Problem to work on: Copy, word for word, the lines of the data listing that start at the line containing "I need you to analyze the photo above. Specifically, find rolled" and end with the final line of the entries.

Data listing:
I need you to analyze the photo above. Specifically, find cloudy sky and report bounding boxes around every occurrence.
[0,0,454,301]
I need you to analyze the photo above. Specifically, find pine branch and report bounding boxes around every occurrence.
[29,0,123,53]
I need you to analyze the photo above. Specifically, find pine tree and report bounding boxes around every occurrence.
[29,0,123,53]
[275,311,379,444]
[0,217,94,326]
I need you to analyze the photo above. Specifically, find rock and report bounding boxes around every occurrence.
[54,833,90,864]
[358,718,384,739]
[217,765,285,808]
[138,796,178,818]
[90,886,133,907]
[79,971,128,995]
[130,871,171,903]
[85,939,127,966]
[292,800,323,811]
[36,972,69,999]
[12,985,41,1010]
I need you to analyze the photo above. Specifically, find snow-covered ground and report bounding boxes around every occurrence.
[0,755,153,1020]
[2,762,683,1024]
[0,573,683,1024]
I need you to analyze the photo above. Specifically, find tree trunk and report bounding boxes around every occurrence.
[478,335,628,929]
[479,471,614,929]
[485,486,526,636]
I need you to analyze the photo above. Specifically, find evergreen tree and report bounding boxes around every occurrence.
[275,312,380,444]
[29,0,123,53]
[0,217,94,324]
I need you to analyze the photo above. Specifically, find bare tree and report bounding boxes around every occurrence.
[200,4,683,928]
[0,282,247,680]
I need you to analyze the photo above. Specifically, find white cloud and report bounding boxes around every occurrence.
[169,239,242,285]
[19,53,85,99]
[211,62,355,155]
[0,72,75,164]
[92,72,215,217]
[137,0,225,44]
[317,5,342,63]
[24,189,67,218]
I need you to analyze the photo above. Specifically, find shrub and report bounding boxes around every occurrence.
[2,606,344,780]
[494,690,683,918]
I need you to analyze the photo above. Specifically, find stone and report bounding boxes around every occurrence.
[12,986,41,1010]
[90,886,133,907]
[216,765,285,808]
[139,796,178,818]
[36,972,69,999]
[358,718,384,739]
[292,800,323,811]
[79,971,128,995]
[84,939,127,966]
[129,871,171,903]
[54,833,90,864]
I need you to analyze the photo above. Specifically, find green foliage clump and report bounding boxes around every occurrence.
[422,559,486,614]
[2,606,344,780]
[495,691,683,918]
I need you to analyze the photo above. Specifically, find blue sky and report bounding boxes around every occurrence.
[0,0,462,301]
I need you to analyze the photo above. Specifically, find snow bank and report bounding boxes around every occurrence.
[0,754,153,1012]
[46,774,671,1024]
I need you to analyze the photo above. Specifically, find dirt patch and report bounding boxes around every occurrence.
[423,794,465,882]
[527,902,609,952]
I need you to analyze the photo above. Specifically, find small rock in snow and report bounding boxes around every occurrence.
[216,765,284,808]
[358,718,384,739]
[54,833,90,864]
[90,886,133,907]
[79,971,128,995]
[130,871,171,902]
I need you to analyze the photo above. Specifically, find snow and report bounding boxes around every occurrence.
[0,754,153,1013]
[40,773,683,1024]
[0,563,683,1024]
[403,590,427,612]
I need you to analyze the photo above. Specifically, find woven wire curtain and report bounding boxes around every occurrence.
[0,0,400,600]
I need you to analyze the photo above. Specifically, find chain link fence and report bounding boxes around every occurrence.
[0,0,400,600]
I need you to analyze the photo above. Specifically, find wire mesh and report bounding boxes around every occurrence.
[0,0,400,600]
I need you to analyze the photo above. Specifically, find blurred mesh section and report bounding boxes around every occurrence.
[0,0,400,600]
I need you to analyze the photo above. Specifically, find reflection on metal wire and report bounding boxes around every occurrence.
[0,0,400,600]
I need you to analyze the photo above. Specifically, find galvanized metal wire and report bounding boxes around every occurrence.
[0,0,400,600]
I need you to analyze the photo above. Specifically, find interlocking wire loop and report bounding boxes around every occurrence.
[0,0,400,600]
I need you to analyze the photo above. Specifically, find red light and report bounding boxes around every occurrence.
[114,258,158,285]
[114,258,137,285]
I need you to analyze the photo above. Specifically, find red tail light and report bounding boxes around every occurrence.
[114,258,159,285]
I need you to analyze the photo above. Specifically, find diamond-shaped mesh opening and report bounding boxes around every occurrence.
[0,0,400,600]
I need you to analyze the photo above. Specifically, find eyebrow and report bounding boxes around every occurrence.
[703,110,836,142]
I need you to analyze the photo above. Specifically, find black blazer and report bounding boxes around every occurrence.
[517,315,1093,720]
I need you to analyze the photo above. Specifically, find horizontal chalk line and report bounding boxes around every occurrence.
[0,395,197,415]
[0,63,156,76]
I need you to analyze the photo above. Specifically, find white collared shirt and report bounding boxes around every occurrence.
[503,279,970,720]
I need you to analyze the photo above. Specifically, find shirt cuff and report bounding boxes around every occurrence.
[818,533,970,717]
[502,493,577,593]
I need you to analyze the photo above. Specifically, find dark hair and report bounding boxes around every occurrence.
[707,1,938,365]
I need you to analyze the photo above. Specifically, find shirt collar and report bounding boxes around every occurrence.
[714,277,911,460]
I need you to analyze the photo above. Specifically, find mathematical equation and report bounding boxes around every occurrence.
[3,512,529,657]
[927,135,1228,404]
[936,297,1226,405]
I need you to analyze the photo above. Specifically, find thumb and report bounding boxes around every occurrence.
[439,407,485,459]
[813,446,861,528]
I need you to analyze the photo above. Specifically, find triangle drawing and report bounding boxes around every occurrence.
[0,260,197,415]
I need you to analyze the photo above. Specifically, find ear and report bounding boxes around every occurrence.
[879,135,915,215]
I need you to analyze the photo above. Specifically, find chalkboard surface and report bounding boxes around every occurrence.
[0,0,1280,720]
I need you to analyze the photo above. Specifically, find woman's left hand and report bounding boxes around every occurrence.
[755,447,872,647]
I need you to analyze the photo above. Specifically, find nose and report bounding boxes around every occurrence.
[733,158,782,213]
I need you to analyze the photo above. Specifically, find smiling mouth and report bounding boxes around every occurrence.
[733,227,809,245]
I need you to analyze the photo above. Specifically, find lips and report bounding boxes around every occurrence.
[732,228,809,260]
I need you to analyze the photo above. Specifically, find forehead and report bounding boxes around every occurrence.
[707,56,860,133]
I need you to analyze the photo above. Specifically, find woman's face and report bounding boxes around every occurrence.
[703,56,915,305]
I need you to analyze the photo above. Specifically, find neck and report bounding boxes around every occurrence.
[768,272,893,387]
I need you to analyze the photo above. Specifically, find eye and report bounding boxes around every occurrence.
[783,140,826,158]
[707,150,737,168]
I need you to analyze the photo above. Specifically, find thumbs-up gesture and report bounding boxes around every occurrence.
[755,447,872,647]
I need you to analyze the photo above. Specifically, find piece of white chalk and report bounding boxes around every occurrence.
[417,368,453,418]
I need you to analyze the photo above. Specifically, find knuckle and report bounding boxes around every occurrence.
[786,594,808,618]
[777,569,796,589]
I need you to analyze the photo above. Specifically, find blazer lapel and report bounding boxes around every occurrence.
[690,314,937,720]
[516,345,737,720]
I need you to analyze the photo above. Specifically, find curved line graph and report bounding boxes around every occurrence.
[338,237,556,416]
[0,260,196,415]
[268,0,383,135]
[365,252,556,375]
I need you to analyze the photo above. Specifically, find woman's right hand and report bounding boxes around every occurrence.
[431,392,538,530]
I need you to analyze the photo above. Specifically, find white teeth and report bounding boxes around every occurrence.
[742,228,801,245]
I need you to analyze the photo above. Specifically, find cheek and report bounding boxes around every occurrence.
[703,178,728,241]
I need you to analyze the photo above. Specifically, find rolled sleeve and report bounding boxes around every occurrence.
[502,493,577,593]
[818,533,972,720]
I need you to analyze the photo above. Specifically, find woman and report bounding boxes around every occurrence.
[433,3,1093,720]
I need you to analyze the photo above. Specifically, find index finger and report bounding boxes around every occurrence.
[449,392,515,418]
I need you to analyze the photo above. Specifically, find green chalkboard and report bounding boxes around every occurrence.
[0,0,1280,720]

Worked solution:
I need you to analyze the photo above. Specifically, find rolled sleeve and report bounding boxes around every occurrence.
[502,493,577,593]
[818,533,972,720]
I need you to analyze the photo above. Specifically, find woman and report bounding boxes around every occurrence.
[433,3,1093,720]
I need you to analyze the photo above. Specifically, find index finger and report bounding boxes around every occurrence.
[449,392,515,418]
I need you to analyze the photo above. Specifically, find green chalkboard and report bounding boxes around every occurrence.
[0,0,1280,720]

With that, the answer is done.